* Task statement *
Reproduce the lines below with every occurrence of "keypoint" swapped for "landmark", leaving all other text unchanged. Omit the pictures from the output.

* Material *

━━━━━━━━━━━━━━━━

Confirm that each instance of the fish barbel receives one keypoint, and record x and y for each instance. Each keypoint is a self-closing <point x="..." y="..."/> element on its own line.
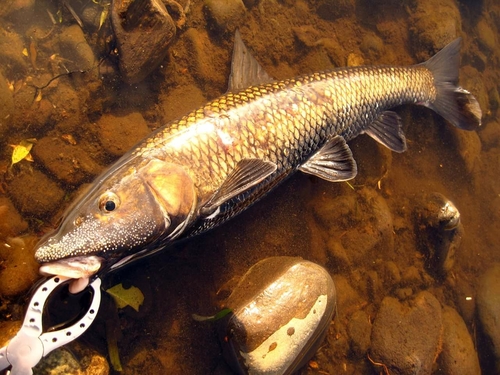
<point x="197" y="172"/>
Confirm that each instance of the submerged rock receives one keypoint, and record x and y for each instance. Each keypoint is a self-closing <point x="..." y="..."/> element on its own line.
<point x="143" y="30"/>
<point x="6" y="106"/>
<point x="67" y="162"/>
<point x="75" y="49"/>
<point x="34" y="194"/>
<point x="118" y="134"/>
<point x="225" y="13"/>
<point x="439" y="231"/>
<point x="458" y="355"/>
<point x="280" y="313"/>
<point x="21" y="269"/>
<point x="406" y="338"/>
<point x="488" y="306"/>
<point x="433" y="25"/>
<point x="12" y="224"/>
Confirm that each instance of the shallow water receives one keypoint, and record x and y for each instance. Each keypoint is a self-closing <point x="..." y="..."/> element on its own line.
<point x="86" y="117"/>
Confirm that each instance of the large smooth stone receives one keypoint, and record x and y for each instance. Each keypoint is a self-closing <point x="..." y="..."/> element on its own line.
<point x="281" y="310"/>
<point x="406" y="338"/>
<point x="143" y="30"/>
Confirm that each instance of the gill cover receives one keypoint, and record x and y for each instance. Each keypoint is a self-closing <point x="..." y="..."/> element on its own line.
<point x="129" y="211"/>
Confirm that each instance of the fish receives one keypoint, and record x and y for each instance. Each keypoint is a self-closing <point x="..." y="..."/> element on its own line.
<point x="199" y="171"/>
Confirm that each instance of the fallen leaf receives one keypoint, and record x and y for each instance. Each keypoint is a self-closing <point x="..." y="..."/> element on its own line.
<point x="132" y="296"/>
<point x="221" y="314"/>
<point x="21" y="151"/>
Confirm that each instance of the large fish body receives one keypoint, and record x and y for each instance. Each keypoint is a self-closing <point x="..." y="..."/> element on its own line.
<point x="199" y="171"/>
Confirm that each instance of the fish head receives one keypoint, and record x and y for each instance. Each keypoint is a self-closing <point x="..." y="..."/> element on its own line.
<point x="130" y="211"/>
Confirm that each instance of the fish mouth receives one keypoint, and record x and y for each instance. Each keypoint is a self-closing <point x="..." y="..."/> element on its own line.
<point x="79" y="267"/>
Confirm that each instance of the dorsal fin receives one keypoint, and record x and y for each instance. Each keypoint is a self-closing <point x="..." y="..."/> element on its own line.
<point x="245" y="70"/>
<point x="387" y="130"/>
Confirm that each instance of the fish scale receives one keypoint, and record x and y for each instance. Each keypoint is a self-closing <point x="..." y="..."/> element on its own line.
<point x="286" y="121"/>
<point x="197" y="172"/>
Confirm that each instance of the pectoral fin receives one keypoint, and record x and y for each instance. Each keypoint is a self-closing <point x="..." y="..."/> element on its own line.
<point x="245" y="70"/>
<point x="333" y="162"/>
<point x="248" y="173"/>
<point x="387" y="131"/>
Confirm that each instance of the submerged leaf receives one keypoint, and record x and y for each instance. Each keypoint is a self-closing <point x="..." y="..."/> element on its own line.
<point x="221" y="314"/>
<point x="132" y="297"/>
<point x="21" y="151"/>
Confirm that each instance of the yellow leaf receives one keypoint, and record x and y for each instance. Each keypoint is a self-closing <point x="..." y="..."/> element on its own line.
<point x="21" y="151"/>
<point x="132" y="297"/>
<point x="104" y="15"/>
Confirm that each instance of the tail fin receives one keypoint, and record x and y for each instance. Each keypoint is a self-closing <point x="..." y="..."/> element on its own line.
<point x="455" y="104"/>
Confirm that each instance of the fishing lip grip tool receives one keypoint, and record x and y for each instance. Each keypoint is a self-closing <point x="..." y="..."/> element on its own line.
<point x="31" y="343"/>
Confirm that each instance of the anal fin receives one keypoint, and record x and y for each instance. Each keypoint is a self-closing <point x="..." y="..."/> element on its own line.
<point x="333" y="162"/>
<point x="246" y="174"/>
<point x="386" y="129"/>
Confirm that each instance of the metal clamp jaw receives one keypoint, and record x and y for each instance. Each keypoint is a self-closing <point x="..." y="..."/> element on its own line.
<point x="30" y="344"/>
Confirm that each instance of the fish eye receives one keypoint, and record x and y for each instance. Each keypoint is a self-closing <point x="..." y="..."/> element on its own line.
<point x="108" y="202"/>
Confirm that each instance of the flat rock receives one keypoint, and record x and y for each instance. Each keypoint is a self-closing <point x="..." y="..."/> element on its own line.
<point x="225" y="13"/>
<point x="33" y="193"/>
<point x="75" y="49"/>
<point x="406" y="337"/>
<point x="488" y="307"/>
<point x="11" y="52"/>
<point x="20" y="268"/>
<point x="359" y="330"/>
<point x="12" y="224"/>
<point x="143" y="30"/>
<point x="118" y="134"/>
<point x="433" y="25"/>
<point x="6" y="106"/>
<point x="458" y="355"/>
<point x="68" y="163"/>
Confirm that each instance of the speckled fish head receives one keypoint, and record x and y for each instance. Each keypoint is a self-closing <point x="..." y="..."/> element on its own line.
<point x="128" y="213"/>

━━━━━━━━━━━━━━━━

* Full output *
Confirm that each instance of the fish barbel receives one landmark, and record x and y for each instance. Each landmark is a self-closing <point x="..." y="..."/> element on its own line.
<point x="197" y="172"/>
Confirm that each instance of the submerged rock receives one landmark, and record x and y for each instance. Each landmark is a self-closing <point x="..." y="..."/> element on its own line.
<point x="143" y="30"/>
<point x="6" y="106"/>
<point x="67" y="162"/>
<point x="75" y="49"/>
<point x="34" y="194"/>
<point x="118" y="134"/>
<point x="225" y="13"/>
<point x="439" y="231"/>
<point x="458" y="355"/>
<point x="280" y="313"/>
<point x="21" y="269"/>
<point x="406" y="338"/>
<point x="488" y="306"/>
<point x="433" y="25"/>
<point x="12" y="224"/>
Confirm that each instance of the shallow water receives one landmark, and record x and y for each instance. Each landmark is a self-closing <point x="..." y="..."/> element on its own line.
<point x="86" y="117"/>
Confirm that each instance of the large smooth stone receives one landmark, and record x and y for each instance. Each landmark is a self-closing <point x="..." y="..."/> element on its own line.
<point x="281" y="310"/>
<point x="406" y="338"/>
<point x="143" y="30"/>
Confirm that each instance of the gill cover receives one landmark, and record x and y for each instance. Each landmark is a self-closing <point x="..." y="..."/> element on its own line.
<point x="129" y="211"/>
Confirm that each instance of the fish receives one landmark, and record x and y for each instance. Each landmark is a self-closing <point x="..." y="..."/> element on its own line.
<point x="199" y="171"/>
Confirm that each instance of the fallen leaf receives one landmark, and record x and y for each instance. Each landmark is a self-closing <point x="..." y="..."/> element on its own line.
<point x="132" y="296"/>
<point x="221" y="314"/>
<point x="21" y="151"/>
Confirm that each instance of the large fish body receives one landmark, and record x and y for each instance. Each landmark is a self-closing <point x="..." y="..."/> element on its own line.
<point x="199" y="171"/>
Confirm that each instance of the fish head receives one landmark, and record x and y for each instance. Each landmark is a self-closing <point x="..." y="..."/> element on its own line.
<point x="130" y="211"/>
Confirm that each instance of the fish mouth receives one landmark, and record x and y for each instance. Each landmark is a self-closing <point x="..." y="..."/> element on its own line.
<point x="79" y="267"/>
Confirm that each instance of the dorsal fin receives one landmark, and record x and y for each instance. Each landmark is a self-closing <point x="..." y="..."/> element on its own line.
<point x="245" y="70"/>
<point x="387" y="130"/>
Confirm that each instance of the fish scale receives one landmark, and record x and y for each instance. Each landmark is a self-closing <point x="..." y="..."/> element on its own line.
<point x="286" y="121"/>
<point x="197" y="172"/>
Confirm that each instance of the pectoral fin receives one landmark, and record x and y for each instance. Each landmark is a self-closing <point x="..." y="..."/> element on its own line.
<point x="245" y="70"/>
<point x="333" y="162"/>
<point x="248" y="173"/>
<point x="387" y="131"/>
Confirm that each instance of the submerged leaf receives one landmark, and record x and y for each instance. Each landmark is a self-closing <point x="..." y="..."/> element on its own line.
<point x="221" y="314"/>
<point x="132" y="297"/>
<point x="21" y="151"/>
Confirm that each instance of the yellow leaf receives one landmark, and record x and y for each instance. Each landmark is a self-closing <point x="..." y="..."/> element on its own line.
<point x="21" y="151"/>
<point x="132" y="297"/>
<point x="104" y="15"/>
Confirm that each instance of the tail fin receives one landmark, and record x and y for each instance. Each landmark is a self-closing <point x="..." y="..."/> element on its own line.
<point x="455" y="104"/>
Confirm that each instance of the fishing lip grip tool receives one landmark, and record x and y for each instance. Each landmark is a self-closing <point x="..." y="..."/> element on its own line.
<point x="31" y="343"/>
Confirm that each instance of the anal fin receives one landmark, and record x and y for each instance. Each landmark is a self-closing <point x="..." y="..."/> element on its own line.
<point x="333" y="162"/>
<point x="246" y="174"/>
<point x="386" y="129"/>
Confirm that each instance of the metal clamp jaw receives one landmark, and record x and y for each instance. Each landmark is a self-closing <point x="..." y="..."/> element on its own line.
<point x="30" y="344"/>
Confirm that each instance of the fish eye receives one landmark, and record x and y for each instance. Each landmark is a self-closing <point x="..." y="..."/> element on its own line.
<point x="108" y="202"/>
Confirm that each instance of the flat rock receives one landmark, and record x and y for each instance. Each landmark is a self-closing <point x="..." y="..."/> element on its own line.
<point x="225" y="13"/>
<point x="33" y="193"/>
<point x="75" y="49"/>
<point x="406" y="337"/>
<point x="488" y="307"/>
<point x="11" y="52"/>
<point x="20" y="268"/>
<point x="359" y="330"/>
<point x="12" y="224"/>
<point x="143" y="30"/>
<point x="118" y="134"/>
<point x="433" y="25"/>
<point x="6" y="106"/>
<point x="458" y="355"/>
<point x="68" y="163"/>
Confirm that each instance of the speckled fish head receives one landmark, and record x and y for each instance. Each landmark is a self-closing <point x="..." y="..."/> element on its own line.
<point x="128" y="213"/>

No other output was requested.